• _What you are asked to do_
Quote the records below in full, exactly as given, with the images taken out.

(Stored data entries)
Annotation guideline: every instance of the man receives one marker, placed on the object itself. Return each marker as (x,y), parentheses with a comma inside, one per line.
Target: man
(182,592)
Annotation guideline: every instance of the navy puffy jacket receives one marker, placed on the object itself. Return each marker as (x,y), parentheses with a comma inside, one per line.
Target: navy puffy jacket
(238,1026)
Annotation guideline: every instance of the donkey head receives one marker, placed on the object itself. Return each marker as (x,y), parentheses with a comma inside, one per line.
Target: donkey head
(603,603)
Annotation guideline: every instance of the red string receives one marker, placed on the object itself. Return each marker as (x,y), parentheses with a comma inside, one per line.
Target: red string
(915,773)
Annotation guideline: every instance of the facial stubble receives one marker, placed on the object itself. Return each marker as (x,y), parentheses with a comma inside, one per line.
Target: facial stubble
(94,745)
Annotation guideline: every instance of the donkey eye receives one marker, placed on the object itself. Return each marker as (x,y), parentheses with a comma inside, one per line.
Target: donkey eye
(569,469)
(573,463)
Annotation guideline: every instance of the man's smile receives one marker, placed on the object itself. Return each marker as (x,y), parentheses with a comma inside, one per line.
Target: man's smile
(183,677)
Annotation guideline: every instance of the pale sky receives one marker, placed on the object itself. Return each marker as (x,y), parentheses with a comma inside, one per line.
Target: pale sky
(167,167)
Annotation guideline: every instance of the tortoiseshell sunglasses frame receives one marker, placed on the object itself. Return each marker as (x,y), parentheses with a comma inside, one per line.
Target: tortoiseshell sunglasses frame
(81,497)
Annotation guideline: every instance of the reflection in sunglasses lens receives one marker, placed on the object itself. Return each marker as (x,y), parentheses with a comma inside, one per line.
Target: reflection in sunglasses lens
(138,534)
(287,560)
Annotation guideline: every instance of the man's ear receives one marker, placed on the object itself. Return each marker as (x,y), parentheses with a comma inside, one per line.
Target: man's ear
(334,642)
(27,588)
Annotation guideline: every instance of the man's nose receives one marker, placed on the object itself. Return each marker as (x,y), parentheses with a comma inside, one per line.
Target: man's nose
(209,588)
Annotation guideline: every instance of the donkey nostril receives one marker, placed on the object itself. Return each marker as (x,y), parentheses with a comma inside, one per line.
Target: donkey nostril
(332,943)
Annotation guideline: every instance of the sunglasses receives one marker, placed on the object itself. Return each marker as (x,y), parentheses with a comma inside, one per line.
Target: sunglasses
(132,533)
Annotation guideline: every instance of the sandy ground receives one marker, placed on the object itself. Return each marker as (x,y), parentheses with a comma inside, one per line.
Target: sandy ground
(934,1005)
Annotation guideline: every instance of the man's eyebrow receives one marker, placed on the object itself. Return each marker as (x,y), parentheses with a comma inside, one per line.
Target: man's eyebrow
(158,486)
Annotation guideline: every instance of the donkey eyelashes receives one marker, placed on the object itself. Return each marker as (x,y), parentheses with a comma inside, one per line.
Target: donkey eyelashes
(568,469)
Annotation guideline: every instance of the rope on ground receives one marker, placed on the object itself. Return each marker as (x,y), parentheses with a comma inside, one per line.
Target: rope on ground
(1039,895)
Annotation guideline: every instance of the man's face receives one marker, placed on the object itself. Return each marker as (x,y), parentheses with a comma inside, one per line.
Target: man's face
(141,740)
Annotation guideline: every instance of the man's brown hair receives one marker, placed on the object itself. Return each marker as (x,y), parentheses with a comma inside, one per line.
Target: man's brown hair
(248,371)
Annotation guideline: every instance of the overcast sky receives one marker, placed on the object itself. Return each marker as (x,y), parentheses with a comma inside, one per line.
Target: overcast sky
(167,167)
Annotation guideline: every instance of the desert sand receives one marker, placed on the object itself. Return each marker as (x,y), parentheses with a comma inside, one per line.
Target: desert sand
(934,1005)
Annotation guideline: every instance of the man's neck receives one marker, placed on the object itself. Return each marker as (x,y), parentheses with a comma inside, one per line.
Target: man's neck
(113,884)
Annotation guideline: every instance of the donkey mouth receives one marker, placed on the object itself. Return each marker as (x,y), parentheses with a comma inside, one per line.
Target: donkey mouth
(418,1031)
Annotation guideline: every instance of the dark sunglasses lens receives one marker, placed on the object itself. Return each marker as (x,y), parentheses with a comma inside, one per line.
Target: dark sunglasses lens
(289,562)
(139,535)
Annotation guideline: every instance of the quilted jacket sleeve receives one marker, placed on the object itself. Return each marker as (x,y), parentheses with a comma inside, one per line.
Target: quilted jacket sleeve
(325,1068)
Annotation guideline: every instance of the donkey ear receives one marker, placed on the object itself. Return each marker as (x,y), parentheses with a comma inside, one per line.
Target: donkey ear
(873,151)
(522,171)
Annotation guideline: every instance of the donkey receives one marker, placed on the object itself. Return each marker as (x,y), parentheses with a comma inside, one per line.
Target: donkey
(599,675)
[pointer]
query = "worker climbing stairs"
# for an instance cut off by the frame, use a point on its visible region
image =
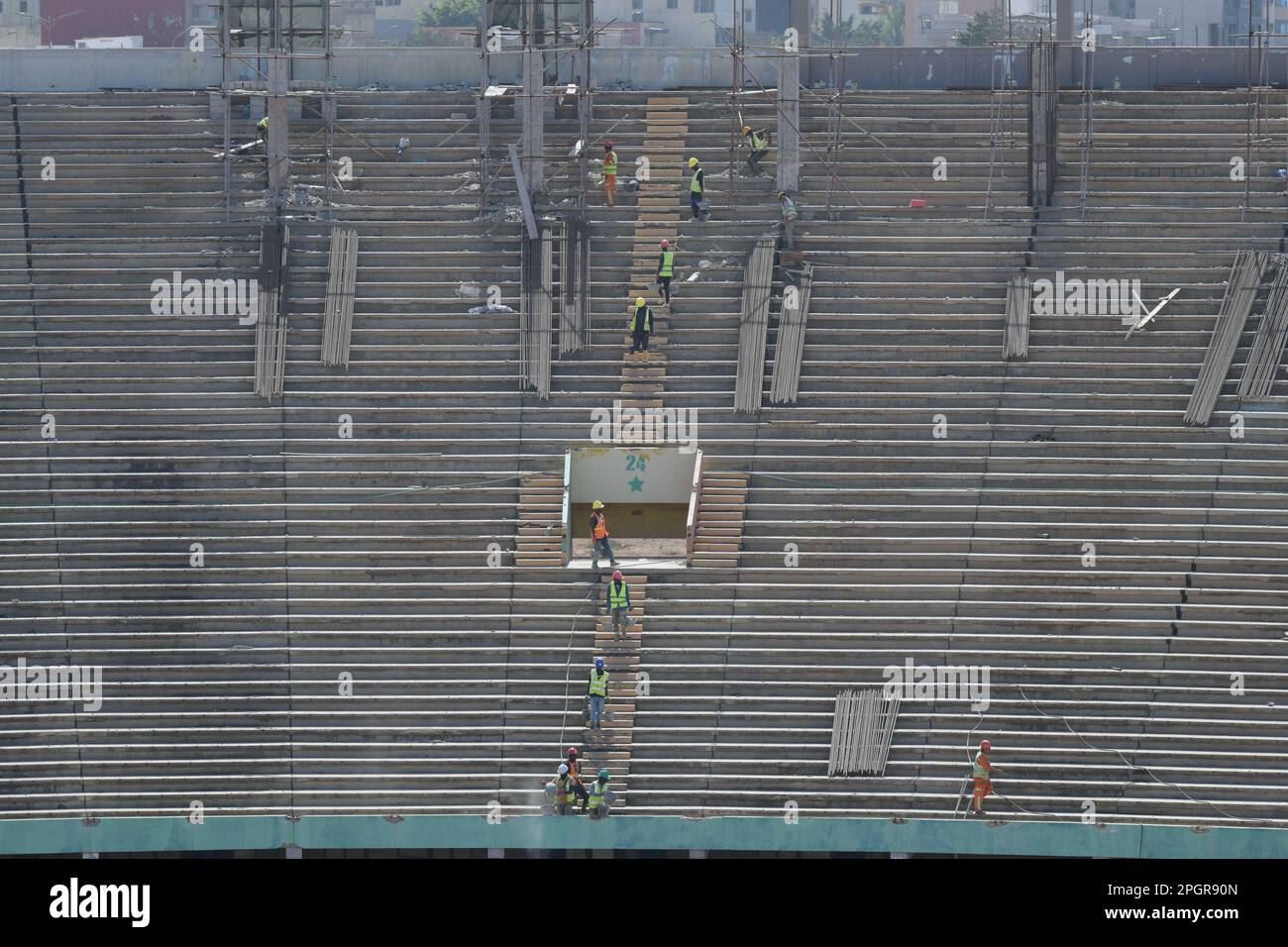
(610, 748)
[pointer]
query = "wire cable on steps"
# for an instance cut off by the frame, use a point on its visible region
(572, 631)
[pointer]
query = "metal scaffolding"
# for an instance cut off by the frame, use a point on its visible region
(267, 40)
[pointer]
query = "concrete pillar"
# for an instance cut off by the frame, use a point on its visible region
(789, 123)
(533, 119)
(1063, 20)
(278, 127)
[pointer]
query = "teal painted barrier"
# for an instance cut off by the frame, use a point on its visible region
(642, 832)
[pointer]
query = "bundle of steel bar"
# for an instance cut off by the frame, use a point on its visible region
(1267, 348)
(338, 313)
(1016, 337)
(574, 281)
(270, 322)
(1240, 292)
(862, 731)
(535, 309)
(754, 326)
(790, 348)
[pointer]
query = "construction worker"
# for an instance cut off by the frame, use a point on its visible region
(617, 600)
(575, 777)
(787, 218)
(759, 145)
(642, 326)
(609, 172)
(665, 270)
(597, 693)
(599, 536)
(565, 797)
(983, 771)
(600, 799)
(697, 184)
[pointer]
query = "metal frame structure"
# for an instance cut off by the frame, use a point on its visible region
(278, 37)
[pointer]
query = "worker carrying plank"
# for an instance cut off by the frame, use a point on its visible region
(697, 191)
(596, 693)
(640, 325)
(665, 270)
(758, 141)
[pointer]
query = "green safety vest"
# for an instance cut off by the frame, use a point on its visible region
(617, 592)
(979, 770)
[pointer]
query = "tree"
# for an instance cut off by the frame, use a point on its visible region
(990, 26)
(885, 31)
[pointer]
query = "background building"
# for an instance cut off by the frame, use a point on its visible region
(20, 24)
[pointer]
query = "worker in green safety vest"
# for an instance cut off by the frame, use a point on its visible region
(759, 145)
(697, 185)
(609, 174)
(597, 693)
(665, 270)
(565, 796)
(640, 326)
(600, 799)
(618, 599)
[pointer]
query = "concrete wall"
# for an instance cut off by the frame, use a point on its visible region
(944, 67)
(631, 475)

• _Response_
Annotation guideline: every instance of the man receives one marker, placed on the object itself. Return each marker as (x,y), parentheses with a comma inside, one per line.
Target: man
(182,592)
Annotation guideline: every instance of the navy puffy jacket receives one marker, placed on the object itself. Return each marker as (x,y), parentheses with a comma inside, one per line.
Target: navy puffy jacket
(238,1026)
Annotation guideline: every instance of the donkey head receives one marker, placed on the object itself. Return each marker as (x,y), parentheses with a comma inside, one per line.
Target: donkey head
(603,603)
Annotation guideline: every instance of the red string receives one marker, placed on the object itself. Return each marker as (x,y), parentheses with a comma inside, one per line.
Target: red string
(915,773)
Annotation guideline: every instance of the facial stubble receives one marker, placed on the object itself. Return each marker as (x,y), parentheses with a comma inside, one per line.
Target: facial stubble
(94,745)
Annotation guideline: every instance of the donkey eye receives one marker, placed on the object itself. Return each marker as (x,y), parentheses with a comma inside, one per line.
Target: donkey eye
(569,469)
(573,463)
Annotation guideline: every instance of the man's smile receives one marker, placed on the object itself. Return each marker as (x,y), parentheses with a comma inside, one per line.
Target: man's smile
(183,677)
Annotation guideline: every instance of the pale sky receives one marker, placed on the object itself. Return each marker as (x,y), parentheses with a comma inside, one per line.
Target: pale sky
(167,167)
Annotation guideline: every instance of the tortoiseshell sunglasses frame receives one marker, placed on the object itself. Return each marker as (x,y), parentheses with a comma inside, one per line.
Target: tortoiseshell sunglasses frame
(81,497)
Annotation guideline: every instance of the reflection in sunglasses lens receives one marker, placed on the object itself. Return each marker as (x,y), parentheses with a comma inside, one per line.
Target: reflection in sunglasses lens
(138,534)
(287,560)
Annotation guideline: every instance of the man's ear receives one marker, placed on the object itself. Return each marker as (x,y), parentheses with a comma inside, one per line.
Target: man's ear
(334,642)
(27,588)
Annotation guideline: every instance of the man's nose receives one marker, placed on the object itself. Return each marker as (x,y), parentheses with a comma inside, one per line.
Target: man's nose
(209,588)
Annotation guideline: every instance of the donkey nostril receives one marker, placed on the object itself. Return each marker as (x,y), parentheses with a comma inside, one per line.
Target: donkey nostril
(332,943)
Annotation guideline: every instance of the sunglasses receives one marker, placed on the object itself. Return each marker as (x,y), parentheses with a comma inside, one per line.
Target: sunglasses
(132,533)
Annotation guideline: every instance of the sandy ground receives one marker, placed on the object itself. Return each marker as (x,y), parentheses with a comma inside, one per line.
Target: sandy ground
(934,1005)
Annotation guideline: every instance of the man's eyebrow receives one marker, placed on the object itself. Return each marker as (x,y), parentheses with a comma inside, one per line.
Target: man's eyebrow
(158,486)
Annotation guideline: every instance of the donkey eyelashes receives one marker, placed on the object itself. Return each marker as (x,y), parentheses with a comma inside, one per line.
Target: donkey eyelashes
(568,469)
Annotation guideline: every instance of the rope on ground receives one marker, placed on the object itself. Return each marker as (x,y), parentheses with a comma inside, one per line.
Target: rope on ground
(1039,895)
Annotation guideline: every instance of the man's face receives one marker, placed on the object itself. Return each marker as (x,y), parentheses with a comma inside, one per line.
Target: man's face
(141,740)
Annotation guideline: every instance of the man's brown hair receives one marker, placed on the object itself. Return each marker as (x,y), parentheses with a comma inside, one per line.
Target: man's brown hair
(248,371)
Annotation guideline: every instance of the overcast sky receives one marker, placed on the object itself. Return each marker as (x,y), parentheses with a comma inside, one per line.
Target: overcast sky
(167,167)
Annotation guideline: every instance of the desert sand receives one marker, placed on the object itself. Return each marker as (x,y), parentheses with a comma inside, one per line.
Target: desert sand
(934,1005)
Annotation guideline: every instance of the man's neck receives one marker, placed on the object itself. Return each marker as (x,y), parentheses with a comma inside, one per line.
Target: man's neck
(113,884)
Annotation guideline: every instance of the donkey mouth receives one marker, placed on the object itself. Return each marker as (x,y), parentheses with a comma inside, one per line.
Target: donkey mouth
(418,1031)
Annotation guideline: every instance of the dark sunglasses lens receives one marker, placed on the object itself. Return each marker as (x,y), parentheses with a comma inside, one per line.
Target: dark sunglasses lens
(289,562)
(139,535)
Annotation guideline: every instance of the quilted jacket sleeve receives one marker, placed on the object itself. Return each marker as (x,y), parentheses with a comma inside, one per line.
Target: quilted jacket sleeve
(325,1068)
Annotation guideline: every instance of the donkey ear receives one marker, placed on the object itself. Return each marker as (x,y), parentheses with a comma inside, one per line.
Target: donkey ear
(873,151)
(522,171)
Annotation guideline: every instance of the donkey receives one marker, placed on the object itself. Return each marker as (x,y), parentheses with a comma inside, one per line.
Target: donkey
(599,675)
[pointer]
query = "worker climbing stairs"
# for an instance cut off by the frame, use a point on its visible region
image =
(610, 748)
[pointer]
query = "wire cable on steps"
# for an instance cut off by the frame, use a point on its visible region
(572, 631)
[pointer]
query = "metal scaffolding"
# for an instance cut off by the frame, use a point on its visible region
(267, 40)
[pointer]
query = "concrete pillar"
# for an instance cut off by the frame, use a point on its visible region
(789, 123)
(533, 119)
(1063, 20)
(278, 127)
[pointer]
query = "teal painted barrier"
# for an instance cut off by the frame, use a point on its visible region
(642, 832)
[pointer]
query = "bundle of steel bar"
# for an instance cut off by the frame, use a point on its visible region
(1267, 348)
(338, 313)
(1016, 337)
(574, 281)
(270, 322)
(1240, 292)
(862, 731)
(535, 309)
(754, 326)
(790, 348)
[pointer]
query = "construction worker"
# for an instance cut off by the frame, use a point on its visible region
(617, 600)
(575, 777)
(787, 218)
(759, 145)
(642, 326)
(609, 172)
(665, 270)
(597, 693)
(599, 536)
(565, 797)
(983, 771)
(600, 799)
(697, 184)
[pointer]
query = "metal frame structure"
# for an instance cut off by the frame, use a point on its visible region
(278, 37)
[pointer]
query = "worker carrying plank"
# for an instance cut off by the frame, use a point on its visible region
(697, 191)
(596, 693)
(640, 325)
(665, 270)
(758, 141)
[pointer]
query = "green safety vest"
# for an instance cut off by the frame, use a point on its visible region
(617, 592)
(979, 770)
[pointer]
query = "tree"
# for an instance cut off by the frame, use a point on its visible region
(990, 26)
(885, 31)
[pointer]
query = "background building"
# for an instance cut off by the frame, use a point on its visible region
(20, 24)
[pointer]
query = "worker in green safety vest"
# for an instance cut off by the frame, use a point on its visible region
(759, 145)
(697, 185)
(609, 174)
(597, 693)
(665, 270)
(565, 796)
(640, 326)
(600, 799)
(618, 599)
[pointer]
query = "concrete wall"
# for an instance cut off by the frame, use a point on its visible region
(944, 67)
(631, 475)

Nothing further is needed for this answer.